*TASK BRIEF*
Return the entries below exactly as written.

*DATA EXCERPTS*
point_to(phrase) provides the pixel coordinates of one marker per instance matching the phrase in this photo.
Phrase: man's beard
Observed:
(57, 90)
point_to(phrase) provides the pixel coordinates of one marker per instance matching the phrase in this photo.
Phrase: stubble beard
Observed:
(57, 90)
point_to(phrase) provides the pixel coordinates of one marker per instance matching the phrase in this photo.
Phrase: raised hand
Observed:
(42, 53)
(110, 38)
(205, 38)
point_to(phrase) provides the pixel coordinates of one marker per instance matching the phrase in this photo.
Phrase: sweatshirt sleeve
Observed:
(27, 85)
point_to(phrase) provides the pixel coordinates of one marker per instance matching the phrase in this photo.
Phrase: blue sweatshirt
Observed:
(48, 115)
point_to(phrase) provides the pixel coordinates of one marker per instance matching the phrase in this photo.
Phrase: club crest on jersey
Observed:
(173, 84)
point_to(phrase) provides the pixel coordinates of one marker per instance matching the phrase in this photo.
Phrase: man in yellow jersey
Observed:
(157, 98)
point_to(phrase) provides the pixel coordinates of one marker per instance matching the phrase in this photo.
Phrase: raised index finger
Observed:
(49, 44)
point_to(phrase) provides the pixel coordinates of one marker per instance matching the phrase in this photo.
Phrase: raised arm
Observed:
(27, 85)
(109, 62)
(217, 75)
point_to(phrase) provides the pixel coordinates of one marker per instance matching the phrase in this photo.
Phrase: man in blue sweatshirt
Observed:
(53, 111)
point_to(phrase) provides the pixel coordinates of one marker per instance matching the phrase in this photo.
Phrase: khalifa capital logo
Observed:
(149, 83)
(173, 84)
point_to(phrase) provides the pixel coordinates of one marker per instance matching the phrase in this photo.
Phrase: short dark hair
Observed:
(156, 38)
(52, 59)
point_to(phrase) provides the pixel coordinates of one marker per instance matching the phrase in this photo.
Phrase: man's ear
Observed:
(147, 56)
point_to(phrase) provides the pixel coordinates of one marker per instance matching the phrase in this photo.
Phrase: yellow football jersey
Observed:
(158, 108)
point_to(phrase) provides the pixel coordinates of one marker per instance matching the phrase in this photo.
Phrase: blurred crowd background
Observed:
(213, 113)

*SOLUTION TO THE PROBLEM*
point_to(phrase) provides the pixel coordinates of one marker per instance matching the phrase in this photo.
Phrase: man's beard
Observed:
(57, 90)
point_to(phrase) provides the pixel coordinates of one marker per instance matching the phrase in this photo.
Phrase: stubble beard
Observed:
(57, 90)
point_to(phrase) provides the pixel coordinates of one marker per instance matching the phrase in this photo.
Phrase: raised hand
Observed:
(42, 53)
(110, 38)
(205, 38)
point_to(phrase) provides the pixel coordinates of one marker per instance matching the phrase in this photo.
Phrase: sweatshirt sleeve
Observed:
(27, 85)
point_to(phrase) provides the pixel coordinates of one marker per instance matching the phrase in this photo.
Phrase: blue sweatshirt
Observed:
(48, 115)
point_to(phrase) provides the pixel coordinates of one marker per instance matching the phrase in this photo.
Phrase: club crest on jersey
Observed:
(173, 84)
point_to(phrase) provides the pixel coordinates of one marker per instance matching the phrase in this photo.
Phrase: man in yellow jersey
Observed:
(157, 98)
point_to(phrase) provides the pixel coordinates of one marker per instance matching the phrase in this photo.
Phrase: raised index finger
Observed:
(49, 44)
point_to(phrase) provides the pixel coordinates of one marker per instance matching the phrase in this photo.
Phrase: raised arm
Observed:
(27, 85)
(109, 62)
(217, 75)
point_to(phrase) provides the pixel coordinates of one marker per instance matching the phrase in this photo.
Phrase: man in blue sweatshirt
Observed:
(53, 111)
point_to(phrase) provides the pixel coordinates of one marker per instance matching the phrase in this photo.
Phrase: khalifa capital logo
Observed:
(149, 83)
(173, 84)
point_to(phrase) provides the pixel coordinates of one marker per instance matching the phrase in this photo.
Phrase: short dark hair
Observed:
(156, 38)
(52, 59)
point_to(phrase) provides the pixel coordinates of one marker per instance matching the phrase in this photo.
Phrase: man's ear
Observed:
(147, 56)
point_to(phrase) provides the pixel coordinates of one marker per instance matching the phrase in this photo.
Phrase: yellow football jersey
Observed:
(158, 108)
point_to(phrase) provides the pixel coordinates of one marker per instance matching the phrase in this photo.
Phrase: blurred crowd background
Observed:
(213, 113)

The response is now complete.